= Supplied passage =

▬▬▬▬▬▬

# SD Card problem in Trail Camera



## Tator (Dec 10, 2005)

Anyone ever have this problem? It's happened to me twice now.

When I put a card in the camera, come back few weeks later, the camera says no pictures were taken, yet the batteries are dead (75% life when I left) and when I try look at the pictures either on my personal camera or insert the sd card into my laptop, it says the cards isn't formatted....??

I've used the same card before numerous times, and haven't had problems, and now it's happened twice......any ideas?

Tator


----------



## bigbrad123 (Dec 22, 2005)

What type of camera are you using? I've had problems with my new Bushnell and I called the company and they said they have been having problems with certain sd cards. I know my sd card would cause my camera to lock up when it took the first picture. It seemed like it was in the "on" position which would then make the batteries wear out. I figured it out when I put my sd card in my regular Kodak camera and it caused it to lock up with a picture still showing on the lcd screen. It would stay in that same position until I shut it off. I could format the sd card in my Kodak and it worked fine, but still wouldn't work in my trail camera. I finally when and bought the brand the company recommended (Sandisk) and haven't had any problems.


----------



## Springer (Dec 21, 2004)

I doubt if this would make any difference but they do make different speeds for the sd cards. I have several sandisk one and they all work well for my camera


----------



## MDV89 (Sep 8, 2008)

I'm a bit computer illiterate as far as the formating goes but have had similar experience -

My moultrie has never given me any problems as far as being compatible with different cards and what not - that being said I can't pop the card in my Cannon camera and view the pictures.

▬▬▬▬▬▬

= Data supplied =

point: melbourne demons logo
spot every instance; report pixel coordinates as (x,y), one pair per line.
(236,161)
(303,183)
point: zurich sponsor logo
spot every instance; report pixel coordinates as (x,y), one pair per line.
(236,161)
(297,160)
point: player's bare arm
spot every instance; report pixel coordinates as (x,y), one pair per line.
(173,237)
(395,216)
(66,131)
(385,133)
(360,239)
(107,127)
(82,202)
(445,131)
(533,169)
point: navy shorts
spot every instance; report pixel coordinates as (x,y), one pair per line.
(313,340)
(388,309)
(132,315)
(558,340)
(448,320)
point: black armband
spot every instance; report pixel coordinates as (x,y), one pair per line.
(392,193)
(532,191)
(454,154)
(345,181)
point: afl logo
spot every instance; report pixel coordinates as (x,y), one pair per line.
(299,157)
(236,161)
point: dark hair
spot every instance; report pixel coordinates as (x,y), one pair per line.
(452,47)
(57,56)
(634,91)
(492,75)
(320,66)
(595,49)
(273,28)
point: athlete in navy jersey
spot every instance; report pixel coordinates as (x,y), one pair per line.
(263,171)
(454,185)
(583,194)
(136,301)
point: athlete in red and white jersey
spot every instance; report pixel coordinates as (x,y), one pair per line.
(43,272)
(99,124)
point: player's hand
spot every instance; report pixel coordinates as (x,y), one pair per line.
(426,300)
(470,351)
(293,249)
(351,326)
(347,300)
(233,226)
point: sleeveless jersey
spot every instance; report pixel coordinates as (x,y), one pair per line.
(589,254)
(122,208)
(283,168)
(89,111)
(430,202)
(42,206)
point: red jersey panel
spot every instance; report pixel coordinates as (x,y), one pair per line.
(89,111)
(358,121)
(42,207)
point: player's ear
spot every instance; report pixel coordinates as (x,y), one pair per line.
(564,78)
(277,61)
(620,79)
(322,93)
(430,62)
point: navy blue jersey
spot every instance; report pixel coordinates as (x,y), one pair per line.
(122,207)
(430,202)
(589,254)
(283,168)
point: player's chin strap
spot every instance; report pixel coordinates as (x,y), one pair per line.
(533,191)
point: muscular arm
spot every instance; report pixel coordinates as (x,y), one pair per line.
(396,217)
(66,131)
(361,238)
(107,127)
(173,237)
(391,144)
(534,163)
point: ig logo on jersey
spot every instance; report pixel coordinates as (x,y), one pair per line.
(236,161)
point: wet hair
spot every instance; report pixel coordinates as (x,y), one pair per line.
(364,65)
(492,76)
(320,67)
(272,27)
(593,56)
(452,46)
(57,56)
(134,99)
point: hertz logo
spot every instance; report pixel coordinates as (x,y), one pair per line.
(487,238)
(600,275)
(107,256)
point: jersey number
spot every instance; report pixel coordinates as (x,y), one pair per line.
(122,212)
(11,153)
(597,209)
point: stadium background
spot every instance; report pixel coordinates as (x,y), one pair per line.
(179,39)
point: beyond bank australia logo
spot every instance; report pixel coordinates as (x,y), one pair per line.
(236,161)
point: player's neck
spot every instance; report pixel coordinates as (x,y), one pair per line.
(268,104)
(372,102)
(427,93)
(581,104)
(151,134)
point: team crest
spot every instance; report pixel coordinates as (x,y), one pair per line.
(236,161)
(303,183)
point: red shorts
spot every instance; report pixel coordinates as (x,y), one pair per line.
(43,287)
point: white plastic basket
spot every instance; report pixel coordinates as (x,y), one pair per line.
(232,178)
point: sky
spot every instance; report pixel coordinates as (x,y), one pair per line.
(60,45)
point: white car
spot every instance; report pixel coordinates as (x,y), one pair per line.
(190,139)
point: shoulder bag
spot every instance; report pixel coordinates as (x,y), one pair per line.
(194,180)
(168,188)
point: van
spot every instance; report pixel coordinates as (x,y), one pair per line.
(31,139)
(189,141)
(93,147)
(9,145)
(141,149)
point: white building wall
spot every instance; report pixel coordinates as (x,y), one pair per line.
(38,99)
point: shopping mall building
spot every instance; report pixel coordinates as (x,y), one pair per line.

▬▬▬▬▬▬

= Set problem 1 =
In the trail camera SD card thread, why did bigbrad123's batteries wear out? Answer in one to three sentences.
= Set problem 2 =
Extend the trail camera SD card thread, starting after its last sentence.
The material after the trail camera SD card thread is separate from it.

= Exercise result 1 =
The SD card made the camera lock up when it took the first picture. The camera seemed to stay in the "on" position, and that wore the batteries out.

= Exercise result 2 =
Also got a Cuddyback IR this year and when I put a fresh SD card it worked great - a couple weeks later I had switched out SD cards and put one in it that had previously been in a Moultrie and something got messed up with the formating. Long story short it wouldn't let me view or access any of the files on the card. I downloaded a SD recovery program off the web that was able to retrieve all my files so they were readable again thank god. Sorry for the ramble -


----------



## Tator (Dec 10, 2005)

The only camera's I have are Moultrie 4.0's. 10 of them

Where did you find this recovery program on the web,

I will give that a shot. Because what sucks is it had 3 weeks of pictures on it (2GB) card, so I'd like to see some of those pics BEFORE season!! : )

I believe the SD cards are Sandisk

thanks for some input and at least I have some directions

Tator


----------



## MDV89 (Sep 8, 2008)

Not sure exactly which one I downloaded as I am at college right now and did it at home.

Try - http://store.lexar.com/imagerescue3/index.cfm

Some try to make you pay for it - don't - there is free stuff out there!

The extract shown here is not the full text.